**The problem**.
Retype everything in the listing, leaving each line exactly as it is.

#####

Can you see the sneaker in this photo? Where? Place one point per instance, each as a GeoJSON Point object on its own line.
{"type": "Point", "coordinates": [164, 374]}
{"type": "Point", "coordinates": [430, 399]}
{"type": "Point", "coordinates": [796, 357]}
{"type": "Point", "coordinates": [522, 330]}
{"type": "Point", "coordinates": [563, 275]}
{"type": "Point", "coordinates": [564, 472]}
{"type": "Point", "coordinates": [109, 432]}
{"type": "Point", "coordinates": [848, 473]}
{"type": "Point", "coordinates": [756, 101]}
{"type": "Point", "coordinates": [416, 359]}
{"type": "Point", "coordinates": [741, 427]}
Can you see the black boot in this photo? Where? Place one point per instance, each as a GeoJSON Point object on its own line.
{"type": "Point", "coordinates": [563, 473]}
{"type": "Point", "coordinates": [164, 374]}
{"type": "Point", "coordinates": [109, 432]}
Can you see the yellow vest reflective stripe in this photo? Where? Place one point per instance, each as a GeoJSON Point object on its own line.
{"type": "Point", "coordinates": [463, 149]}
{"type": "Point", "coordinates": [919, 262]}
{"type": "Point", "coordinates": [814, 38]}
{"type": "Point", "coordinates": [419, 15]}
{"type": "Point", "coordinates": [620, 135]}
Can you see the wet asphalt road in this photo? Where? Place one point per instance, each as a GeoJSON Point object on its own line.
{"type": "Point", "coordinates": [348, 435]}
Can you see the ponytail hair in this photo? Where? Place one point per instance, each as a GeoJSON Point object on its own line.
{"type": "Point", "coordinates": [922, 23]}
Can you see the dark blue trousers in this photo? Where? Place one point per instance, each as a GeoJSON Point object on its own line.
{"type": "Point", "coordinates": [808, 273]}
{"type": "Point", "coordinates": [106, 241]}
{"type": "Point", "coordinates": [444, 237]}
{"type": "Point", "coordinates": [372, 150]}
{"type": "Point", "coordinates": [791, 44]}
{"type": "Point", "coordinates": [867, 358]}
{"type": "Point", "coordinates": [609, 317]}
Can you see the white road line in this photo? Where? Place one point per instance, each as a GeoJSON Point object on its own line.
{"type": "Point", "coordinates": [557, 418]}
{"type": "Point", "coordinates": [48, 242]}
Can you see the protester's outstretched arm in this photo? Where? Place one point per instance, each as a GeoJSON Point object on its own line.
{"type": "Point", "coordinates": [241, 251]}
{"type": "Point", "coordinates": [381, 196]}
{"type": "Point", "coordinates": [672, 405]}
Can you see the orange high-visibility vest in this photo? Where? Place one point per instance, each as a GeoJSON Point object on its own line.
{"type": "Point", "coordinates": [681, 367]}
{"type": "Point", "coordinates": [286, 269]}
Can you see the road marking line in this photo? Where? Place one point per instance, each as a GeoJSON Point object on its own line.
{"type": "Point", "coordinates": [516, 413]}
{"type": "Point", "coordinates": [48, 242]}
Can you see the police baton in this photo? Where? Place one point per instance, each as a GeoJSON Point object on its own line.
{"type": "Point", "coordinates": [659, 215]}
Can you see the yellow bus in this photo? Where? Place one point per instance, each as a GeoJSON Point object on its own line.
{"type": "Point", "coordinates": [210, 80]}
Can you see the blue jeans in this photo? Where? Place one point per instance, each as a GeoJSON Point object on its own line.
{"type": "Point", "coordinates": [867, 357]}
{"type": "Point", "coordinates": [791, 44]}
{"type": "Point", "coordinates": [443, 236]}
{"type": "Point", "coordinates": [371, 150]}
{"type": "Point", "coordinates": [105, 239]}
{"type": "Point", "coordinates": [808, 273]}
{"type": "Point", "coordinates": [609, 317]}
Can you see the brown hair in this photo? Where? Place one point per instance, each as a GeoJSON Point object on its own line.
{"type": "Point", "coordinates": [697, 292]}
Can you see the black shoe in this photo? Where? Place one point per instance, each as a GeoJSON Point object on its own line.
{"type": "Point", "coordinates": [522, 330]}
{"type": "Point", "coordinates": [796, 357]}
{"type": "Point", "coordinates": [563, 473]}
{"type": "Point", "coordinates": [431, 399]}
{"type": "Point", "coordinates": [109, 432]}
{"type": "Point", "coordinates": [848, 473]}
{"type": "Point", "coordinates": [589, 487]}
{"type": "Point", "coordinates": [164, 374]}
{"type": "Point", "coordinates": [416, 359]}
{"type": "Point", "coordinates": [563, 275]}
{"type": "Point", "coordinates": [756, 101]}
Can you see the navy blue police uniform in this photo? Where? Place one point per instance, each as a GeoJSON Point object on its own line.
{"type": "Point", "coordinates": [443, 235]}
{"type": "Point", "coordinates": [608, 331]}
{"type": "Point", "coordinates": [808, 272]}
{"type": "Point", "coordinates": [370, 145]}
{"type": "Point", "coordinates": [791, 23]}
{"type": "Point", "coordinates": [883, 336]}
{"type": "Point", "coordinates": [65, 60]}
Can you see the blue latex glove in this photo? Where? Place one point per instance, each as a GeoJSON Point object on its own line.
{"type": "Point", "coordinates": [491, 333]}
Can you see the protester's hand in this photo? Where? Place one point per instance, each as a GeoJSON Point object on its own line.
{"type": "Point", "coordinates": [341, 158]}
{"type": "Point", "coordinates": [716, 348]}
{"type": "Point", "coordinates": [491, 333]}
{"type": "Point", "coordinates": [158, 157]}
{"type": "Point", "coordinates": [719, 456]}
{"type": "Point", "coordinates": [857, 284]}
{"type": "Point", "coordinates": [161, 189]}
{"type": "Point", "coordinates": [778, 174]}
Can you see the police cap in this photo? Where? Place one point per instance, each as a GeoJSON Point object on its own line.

#####

**Expected output**.
Can you see the sneaker in this photo? Where? Place one point per instance, each as a GeoJSON Point object on its own line.
{"type": "Point", "coordinates": [164, 374]}
{"type": "Point", "coordinates": [430, 399]}
{"type": "Point", "coordinates": [796, 357]}
{"type": "Point", "coordinates": [522, 330]}
{"type": "Point", "coordinates": [563, 275]}
{"type": "Point", "coordinates": [564, 472]}
{"type": "Point", "coordinates": [109, 432]}
{"type": "Point", "coordinates": [848, 473]}
{"type": "Point", "coordinates": [756, 101]}
{"type": "Point", "coordinates": [416, 359]}
{"type": "Point", "coordinates": [741, 427]}
Can you see the black boot in this photo? Where? Place one point per instance, each as a GeoJSON Point object on its own line.
{"type": "Point", "coordinates": [563, 473]}
{"type": "Point", "coordinates": [164, 374]}
{"type": "Point", "coordinates": [109, 432]}
Can you see the yellow vest reflective stripe in this photo? Where? Place one point per instance, each as a GeoJSON Point object on its own line.
{"type": "Point", "coordinates": [463, 149]}
{"type": "Point", "coordinates": [919, 262]}
{"type": "Point", "coordinates": [814, 38]}
{"type": "Point", "coordinates": [419, 15]}
{"type": "Point", "coordinates": [620, 135]}
Can you see the wet asphalt road in this photo? Where? Place one point per instance, each as a GeoJSON Point object on its own line.
{"type": "Point", "coordinates": [348, 435]}
Can you see the ponytail hair in this photo? Where? Place one point per instance, each as a GeoJSON Point object on its own line.
{"type": "Point", "coordinates": [922, 23]}
Can you see the dark blue trousers in this photo? Where? Place one point per instance, each as a GeoJSON Point object on its own line.
{"type": "Point", "coordinates": [808, 273]}
{"type": "Point", "coordinates": [106, 241]}
{"type": "Point", "coordinates": [444, 237]}
{"type": "Point", "coordinates": [372, 150]}
{"type": "Point", "coordinates": [791, 44]}
{"type": "Point", "coordinates": [867, 358]}
{"type": "Point", "coordinates": [609, 317]}
Can you see the white road line in this photo? Where? Place one point per instance, each as a GeoJSON Point object on its own line.
{"type": "Point", "coordinates": [557, 418]}
{"type": "Point", "coordinates": [48, 242]}
Can you see the protester's outstretched arm in this photo? Where? Place one point per instance, each as a GeoJSON Point object on its own line.
{"type": "Point", "coordinates": [241, 251]}
{"type": "Point", "coordinates": [381, 196]}
{"type": "Point", "coordinates": [672, 405]}
Can you see the orange high-visibility vest in this photo? Where? Place one point per instance, each as a GeoJSON Point object on its own line.
{"type": "Point", "coordinates": [681, 367]}
{"type": "Point", "coordinates": [286, 269]}
Can you see the road marking line in this photo? Where? Place one point per instance, each as a GeoJSON Point object on its own line.
{"type": "Point", "coordinates": [516, 413]}
{"type": "Point", "coordinates": [48, 242]}
Can you see the police baton in this photo? Where? Place one point per instance, each as a GeoJSON Point object on its own line.
{"type": "Point", "coordinates": [659, 215]}
Can you see the yellow bus in this photo? Where? Place one point per instance, each as a GeoJSON Point object on its own line.
{"type": "Point", "coordinates": [210, 80]}
Can you see the blue jeans in this photo? Where? Place one point per instance, each as a GeoJSON Point object on its own line.
{"type": "Point", "coordinates": [867, 357]}
{"type": "Point", "coordinates": [791, 44]}
{"type": "Point", "coordinates": [443, 236]}
{"type": "Point", "coordinates": [371, 150]}
{"type": "Point", "coordinates": [105, 239]}
{"type": "Point", "coordinates": [808, 273]}
{"type": "Point", "coordinates": [609, 317]}
Can you see the brown hair in this photo? Where? Place one point per instance, each as a GeoJSON Point object on its own line.
{"type": "Point", "coordinates": [697, 292]}
Can you see the black shoe in this photo? Where? Place one point per instance, each as a GeoJSON Point object on its own line.
{"type": "Point", "coordinates": [522, 330]}
{"type": "Point", "coordinates": [796, 357]}
{"type": "Point", "coordinates": [563, 473]}
{"type": "Point", "coordinates": [431, 399]}
{"type": "Point", "coordinates": [109, 432]}
{"type": "Point", "coordinates": [848, 473]}
{"type": "Point", "coordinates": [589, 487]}
{"type": "Point", "coordinates": [164, 374]}
{"type": "Point", "coordinates": [416, 359]}
{"type": "Point", "coordinates": [563, 275]}
{"type": "Point", "coordinates": [756, 101]}
Can you see the navy blue police uniform in this photo? Where? Place one point per instance, each as a GeoJSON Point object on its own line.
{"type": "Point", "coordinates": [443, 235]}
{"type": "Point", "coordinates": [608, 331]}
{"type": "Point", "coordinates": [808, 272]}
{"type": "Point", "coordinates": [370, 145]}
{"type": "Point", "coordinates": [791, 23]}
{"type": "Point", "coordinates": [883, 336]}
{"type": "Point", "coordinates": [65, 60]}
Can you see the blue latex glove in this photo? Where? Place one point per instance, each as a GeoJSON Point object on its own line.
{"type": "Point", "coordinates": [491, 333]}
Can you see the protester's hand in this photo? Where? Place one point per instance, each as a GeoJSON Point object on its own line.
{"type": "Point", "coordinates": [341, 158]}
{"type": "Point", "coordinates": [716, 348]}
{"type": "Point", "coordinates": [491, 333]}
{"type": "Point", "coordinates": [158, 157]}
{"type": "Point", "coordinates": [719, 456]}
{"type": "Point", "coordinates": [857, 284]}
{"type": "Point", "coordinates": [161, 189]}
{"type": "Point", "coordinates": [778, 174]}
Can you see the police cap in this photo? Where? Place one point per instance, each as a GeoJSON Point object on its own line.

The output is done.